### Problem
Locate every line in the records that contains the word "white" and copy each such line in full, treating uppercase and lowercase letters as distinct.

### Provided entries

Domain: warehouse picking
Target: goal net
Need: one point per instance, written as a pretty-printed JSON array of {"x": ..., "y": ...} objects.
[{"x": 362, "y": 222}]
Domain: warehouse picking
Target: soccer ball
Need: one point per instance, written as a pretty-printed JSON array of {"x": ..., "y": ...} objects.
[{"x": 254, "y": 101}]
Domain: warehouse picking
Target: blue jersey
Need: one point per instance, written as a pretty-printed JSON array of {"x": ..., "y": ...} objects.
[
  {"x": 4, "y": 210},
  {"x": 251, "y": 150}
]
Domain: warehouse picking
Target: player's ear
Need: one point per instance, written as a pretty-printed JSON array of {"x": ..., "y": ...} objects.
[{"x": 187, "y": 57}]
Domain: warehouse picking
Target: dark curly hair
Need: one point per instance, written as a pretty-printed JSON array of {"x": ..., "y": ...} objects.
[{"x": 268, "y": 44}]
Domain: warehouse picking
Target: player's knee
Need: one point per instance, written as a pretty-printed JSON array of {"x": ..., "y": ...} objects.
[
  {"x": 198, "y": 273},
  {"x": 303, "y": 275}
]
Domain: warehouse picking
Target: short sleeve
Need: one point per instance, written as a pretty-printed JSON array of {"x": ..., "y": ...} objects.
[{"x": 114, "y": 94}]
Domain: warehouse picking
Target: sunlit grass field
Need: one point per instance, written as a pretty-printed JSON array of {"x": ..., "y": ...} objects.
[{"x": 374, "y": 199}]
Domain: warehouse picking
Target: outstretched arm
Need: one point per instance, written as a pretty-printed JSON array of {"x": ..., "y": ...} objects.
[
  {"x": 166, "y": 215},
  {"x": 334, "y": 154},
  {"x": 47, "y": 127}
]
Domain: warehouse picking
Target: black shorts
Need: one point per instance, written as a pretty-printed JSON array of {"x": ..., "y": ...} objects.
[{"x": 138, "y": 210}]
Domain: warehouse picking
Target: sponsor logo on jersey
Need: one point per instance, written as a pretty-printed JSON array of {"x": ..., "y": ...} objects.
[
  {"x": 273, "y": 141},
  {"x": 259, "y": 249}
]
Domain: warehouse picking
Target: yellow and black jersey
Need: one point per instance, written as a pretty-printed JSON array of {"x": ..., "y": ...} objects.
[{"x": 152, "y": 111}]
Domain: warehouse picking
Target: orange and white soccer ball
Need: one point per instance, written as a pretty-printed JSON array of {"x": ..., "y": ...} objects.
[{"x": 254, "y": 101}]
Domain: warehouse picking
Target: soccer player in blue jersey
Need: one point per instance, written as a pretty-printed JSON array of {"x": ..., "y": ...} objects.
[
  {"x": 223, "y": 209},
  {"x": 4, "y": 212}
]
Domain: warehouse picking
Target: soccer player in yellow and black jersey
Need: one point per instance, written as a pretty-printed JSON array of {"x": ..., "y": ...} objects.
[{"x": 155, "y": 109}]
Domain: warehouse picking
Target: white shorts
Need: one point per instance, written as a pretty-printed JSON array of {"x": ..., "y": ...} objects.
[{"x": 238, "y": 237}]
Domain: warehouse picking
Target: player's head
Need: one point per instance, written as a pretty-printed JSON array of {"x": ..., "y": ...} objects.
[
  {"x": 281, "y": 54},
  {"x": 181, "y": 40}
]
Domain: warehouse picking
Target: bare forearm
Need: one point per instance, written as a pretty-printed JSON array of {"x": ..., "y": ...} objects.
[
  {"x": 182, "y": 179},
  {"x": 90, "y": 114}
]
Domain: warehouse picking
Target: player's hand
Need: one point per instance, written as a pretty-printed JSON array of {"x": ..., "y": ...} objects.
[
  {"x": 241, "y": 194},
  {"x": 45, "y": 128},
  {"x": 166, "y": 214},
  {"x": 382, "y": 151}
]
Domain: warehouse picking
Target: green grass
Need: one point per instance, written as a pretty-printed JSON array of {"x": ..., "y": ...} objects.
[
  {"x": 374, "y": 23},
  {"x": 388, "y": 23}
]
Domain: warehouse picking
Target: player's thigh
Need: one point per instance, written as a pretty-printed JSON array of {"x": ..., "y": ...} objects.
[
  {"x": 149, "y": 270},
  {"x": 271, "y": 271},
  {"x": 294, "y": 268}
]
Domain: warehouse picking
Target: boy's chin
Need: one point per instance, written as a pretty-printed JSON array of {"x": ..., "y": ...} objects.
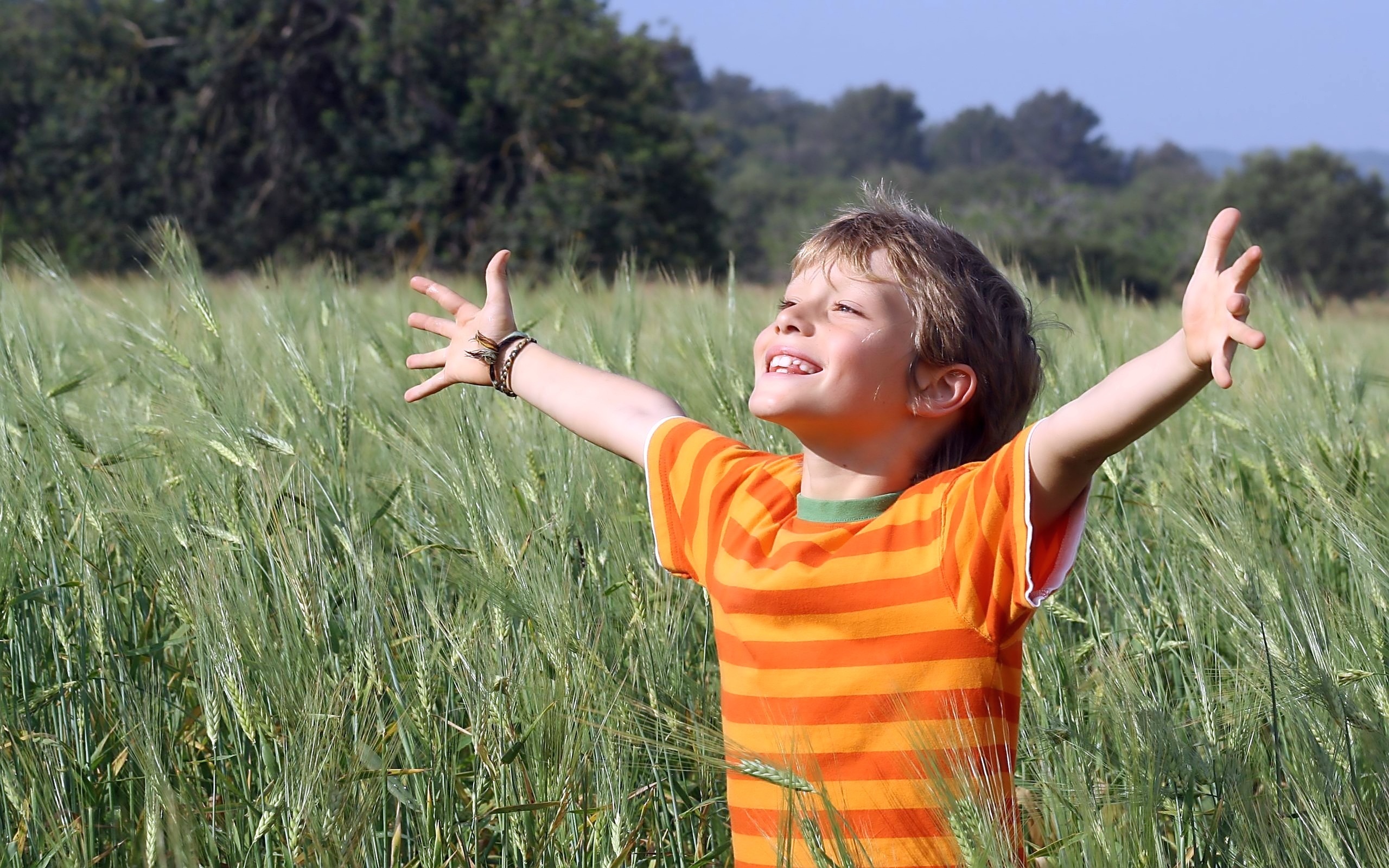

### Worked answer
Target: orange and white soccer ball
Target: white shorts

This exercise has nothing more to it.